──────── Extract ────────

A simple text markup language for transcripts of moving pictures or video including a markup language for annotation.

Overview

When the Folkstreams project required a way for filmmakers and academic contributors to create and maintain transcripts for films archived and presented through the Folkstreams website, I decided a simple text markup language would be the best way to store and edit transcripts.

A transcript markup language defines a series of conventions for formatting text (like wiki text) that is translated into HTML for display. SpeakUp was designed to contain as much content as possible and preserve meaning for possible later conversion into XML or database form.

Speakup is implemented as a module extending the PEAR Text_Wiki library text translation module and is a requirement for use.

Although development and documentation of Speakup is not complete, it is in use on the Folkstreams website.

Speakup, including all markup, code and documentation is open source and released under a GPL license. I apologize for the brevity of this document, but the best way to learn SpeakUp is to download the package and experiment with it. Download.

Some Background

Some background on why transcripts are important. As the Folkstreams project was developed, project director Tom Davenport and developer Steve Knoblock, in a series of discussions, arrived at the conclusion that transcripts are essential to searching, finding and understanding films online. Two points emerged: that transcripts are a rich source of indexable text that help make media searchable and that more importantly, transcripts are a rich source of conversation and debate.

────────

Task details:
Copy out the passage of the SpeakUp text above, starting with "A transcript markup" and going on through "or database form.".

──────── Given entries ────────

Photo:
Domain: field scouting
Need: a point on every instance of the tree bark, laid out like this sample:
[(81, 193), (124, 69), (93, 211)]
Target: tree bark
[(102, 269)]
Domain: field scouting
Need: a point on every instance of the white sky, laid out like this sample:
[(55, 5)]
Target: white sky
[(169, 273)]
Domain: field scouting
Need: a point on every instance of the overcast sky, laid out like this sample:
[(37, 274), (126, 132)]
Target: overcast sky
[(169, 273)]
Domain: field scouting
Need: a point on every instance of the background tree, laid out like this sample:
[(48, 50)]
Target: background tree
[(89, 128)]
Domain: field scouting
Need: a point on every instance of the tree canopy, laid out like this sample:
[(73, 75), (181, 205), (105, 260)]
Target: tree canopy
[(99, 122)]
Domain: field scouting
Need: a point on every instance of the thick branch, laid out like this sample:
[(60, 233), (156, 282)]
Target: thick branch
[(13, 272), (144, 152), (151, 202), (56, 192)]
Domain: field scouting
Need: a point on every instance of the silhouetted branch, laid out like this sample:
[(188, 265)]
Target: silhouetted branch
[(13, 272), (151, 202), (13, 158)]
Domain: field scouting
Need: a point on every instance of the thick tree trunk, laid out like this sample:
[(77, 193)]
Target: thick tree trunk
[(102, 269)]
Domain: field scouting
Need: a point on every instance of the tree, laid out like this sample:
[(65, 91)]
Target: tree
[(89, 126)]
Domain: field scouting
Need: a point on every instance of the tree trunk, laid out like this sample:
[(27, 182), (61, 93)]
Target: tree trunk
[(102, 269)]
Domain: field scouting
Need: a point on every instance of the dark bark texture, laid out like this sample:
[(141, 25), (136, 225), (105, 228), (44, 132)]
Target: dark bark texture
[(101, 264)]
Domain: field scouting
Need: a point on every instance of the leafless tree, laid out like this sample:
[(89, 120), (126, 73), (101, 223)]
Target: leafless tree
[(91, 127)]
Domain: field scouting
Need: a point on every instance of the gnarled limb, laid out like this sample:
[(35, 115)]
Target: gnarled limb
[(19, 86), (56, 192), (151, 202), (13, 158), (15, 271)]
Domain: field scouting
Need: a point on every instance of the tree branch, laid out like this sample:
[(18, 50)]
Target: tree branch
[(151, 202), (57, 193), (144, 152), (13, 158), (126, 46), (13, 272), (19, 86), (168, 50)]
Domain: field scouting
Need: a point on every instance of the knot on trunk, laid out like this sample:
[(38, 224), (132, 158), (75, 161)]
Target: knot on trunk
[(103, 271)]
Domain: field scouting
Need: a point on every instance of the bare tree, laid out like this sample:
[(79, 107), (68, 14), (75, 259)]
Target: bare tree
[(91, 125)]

────────
──────── Given entries ────────

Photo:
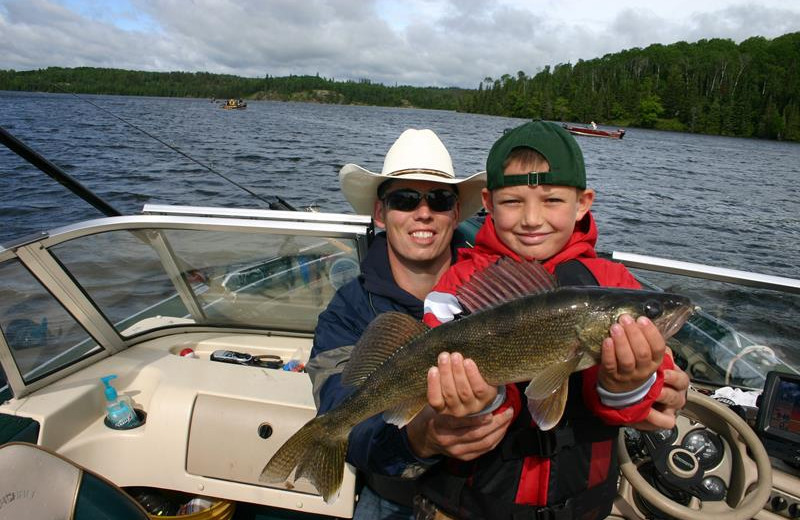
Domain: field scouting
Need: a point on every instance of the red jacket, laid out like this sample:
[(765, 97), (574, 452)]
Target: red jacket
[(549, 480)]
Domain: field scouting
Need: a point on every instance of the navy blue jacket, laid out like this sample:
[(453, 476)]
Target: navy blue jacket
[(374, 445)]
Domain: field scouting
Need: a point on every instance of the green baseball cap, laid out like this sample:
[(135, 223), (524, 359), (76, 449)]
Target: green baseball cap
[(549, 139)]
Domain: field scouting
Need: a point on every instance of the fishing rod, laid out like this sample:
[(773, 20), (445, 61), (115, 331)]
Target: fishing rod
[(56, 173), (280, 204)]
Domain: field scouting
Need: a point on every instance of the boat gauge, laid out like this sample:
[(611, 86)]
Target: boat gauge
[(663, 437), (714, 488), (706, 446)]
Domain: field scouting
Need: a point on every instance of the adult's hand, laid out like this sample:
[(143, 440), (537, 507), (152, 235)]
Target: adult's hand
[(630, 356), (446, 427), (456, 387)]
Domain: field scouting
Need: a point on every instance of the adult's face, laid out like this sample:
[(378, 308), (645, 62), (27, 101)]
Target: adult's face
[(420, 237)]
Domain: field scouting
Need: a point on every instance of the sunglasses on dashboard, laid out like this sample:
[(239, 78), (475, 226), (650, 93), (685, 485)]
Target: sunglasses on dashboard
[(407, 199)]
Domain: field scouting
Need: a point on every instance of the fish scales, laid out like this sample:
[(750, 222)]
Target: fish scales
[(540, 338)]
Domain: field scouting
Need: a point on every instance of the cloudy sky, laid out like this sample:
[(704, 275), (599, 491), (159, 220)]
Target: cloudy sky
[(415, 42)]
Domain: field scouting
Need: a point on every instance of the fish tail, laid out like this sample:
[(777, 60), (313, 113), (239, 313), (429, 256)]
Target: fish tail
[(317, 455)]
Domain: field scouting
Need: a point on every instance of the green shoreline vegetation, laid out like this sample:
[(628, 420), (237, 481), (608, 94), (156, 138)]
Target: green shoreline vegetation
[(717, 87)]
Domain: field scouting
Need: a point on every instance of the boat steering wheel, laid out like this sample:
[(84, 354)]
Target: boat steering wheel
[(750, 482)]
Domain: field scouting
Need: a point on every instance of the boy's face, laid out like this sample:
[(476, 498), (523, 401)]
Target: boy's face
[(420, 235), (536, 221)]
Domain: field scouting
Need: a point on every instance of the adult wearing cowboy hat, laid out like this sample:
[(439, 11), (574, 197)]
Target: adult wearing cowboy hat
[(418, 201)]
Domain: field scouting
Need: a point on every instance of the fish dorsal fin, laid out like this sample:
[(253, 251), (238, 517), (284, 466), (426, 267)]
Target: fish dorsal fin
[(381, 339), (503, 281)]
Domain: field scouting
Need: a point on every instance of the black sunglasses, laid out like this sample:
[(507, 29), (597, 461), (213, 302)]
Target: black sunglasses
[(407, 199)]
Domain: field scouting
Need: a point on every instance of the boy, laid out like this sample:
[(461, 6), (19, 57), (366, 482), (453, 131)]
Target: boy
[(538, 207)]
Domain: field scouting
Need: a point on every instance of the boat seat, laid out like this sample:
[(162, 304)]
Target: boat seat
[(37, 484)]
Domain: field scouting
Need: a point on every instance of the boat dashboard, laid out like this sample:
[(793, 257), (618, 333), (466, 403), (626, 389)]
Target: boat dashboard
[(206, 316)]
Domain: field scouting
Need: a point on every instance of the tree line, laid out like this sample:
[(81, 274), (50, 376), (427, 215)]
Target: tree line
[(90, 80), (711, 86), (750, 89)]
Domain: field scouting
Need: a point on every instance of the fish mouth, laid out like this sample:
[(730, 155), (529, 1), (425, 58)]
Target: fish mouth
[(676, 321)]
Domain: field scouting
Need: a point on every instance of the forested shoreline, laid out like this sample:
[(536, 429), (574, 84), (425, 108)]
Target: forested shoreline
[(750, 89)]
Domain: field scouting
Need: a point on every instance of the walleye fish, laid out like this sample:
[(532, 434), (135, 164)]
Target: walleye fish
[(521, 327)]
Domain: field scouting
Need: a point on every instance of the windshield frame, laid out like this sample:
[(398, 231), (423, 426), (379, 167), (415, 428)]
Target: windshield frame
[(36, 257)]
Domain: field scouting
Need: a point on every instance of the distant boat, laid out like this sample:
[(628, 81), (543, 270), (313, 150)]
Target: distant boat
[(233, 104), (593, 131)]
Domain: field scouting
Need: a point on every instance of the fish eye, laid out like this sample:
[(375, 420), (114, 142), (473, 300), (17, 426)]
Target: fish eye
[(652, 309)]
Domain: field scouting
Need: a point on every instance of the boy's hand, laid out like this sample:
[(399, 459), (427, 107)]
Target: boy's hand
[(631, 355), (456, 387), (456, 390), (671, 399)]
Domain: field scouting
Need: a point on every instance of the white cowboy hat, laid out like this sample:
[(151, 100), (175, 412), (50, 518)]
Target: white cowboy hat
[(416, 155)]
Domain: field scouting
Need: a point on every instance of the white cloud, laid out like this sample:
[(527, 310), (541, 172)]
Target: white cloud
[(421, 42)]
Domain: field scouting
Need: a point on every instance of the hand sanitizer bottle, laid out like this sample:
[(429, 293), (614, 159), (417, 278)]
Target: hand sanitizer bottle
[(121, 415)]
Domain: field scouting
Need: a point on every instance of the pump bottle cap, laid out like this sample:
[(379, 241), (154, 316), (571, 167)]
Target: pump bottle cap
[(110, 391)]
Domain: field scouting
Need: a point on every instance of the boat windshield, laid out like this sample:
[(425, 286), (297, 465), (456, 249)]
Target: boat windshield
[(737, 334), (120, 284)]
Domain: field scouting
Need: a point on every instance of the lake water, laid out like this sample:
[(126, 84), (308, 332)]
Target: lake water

────────
──────── Given entries ────────

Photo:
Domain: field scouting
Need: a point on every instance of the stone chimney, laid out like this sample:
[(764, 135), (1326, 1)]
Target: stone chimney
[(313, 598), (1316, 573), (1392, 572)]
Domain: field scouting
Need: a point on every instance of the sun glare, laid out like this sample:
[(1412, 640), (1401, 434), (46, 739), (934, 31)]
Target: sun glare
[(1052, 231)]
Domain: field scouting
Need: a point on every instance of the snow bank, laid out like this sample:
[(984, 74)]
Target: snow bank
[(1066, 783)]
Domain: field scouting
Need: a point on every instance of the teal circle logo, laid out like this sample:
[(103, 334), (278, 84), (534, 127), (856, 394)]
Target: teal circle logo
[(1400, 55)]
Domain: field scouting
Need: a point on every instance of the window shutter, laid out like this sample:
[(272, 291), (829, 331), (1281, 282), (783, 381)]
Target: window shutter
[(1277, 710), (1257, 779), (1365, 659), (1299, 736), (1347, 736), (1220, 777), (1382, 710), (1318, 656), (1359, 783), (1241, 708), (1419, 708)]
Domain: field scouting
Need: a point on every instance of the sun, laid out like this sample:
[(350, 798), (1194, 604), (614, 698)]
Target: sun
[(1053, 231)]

────────

Answer:
A transcript markup language defines a series of conventions for formatting text (like wiki text) that is translated into HTML for display. SpeakUp was designed to contain as much content as possible and preserve meaning for possible later conversion into XML or database form.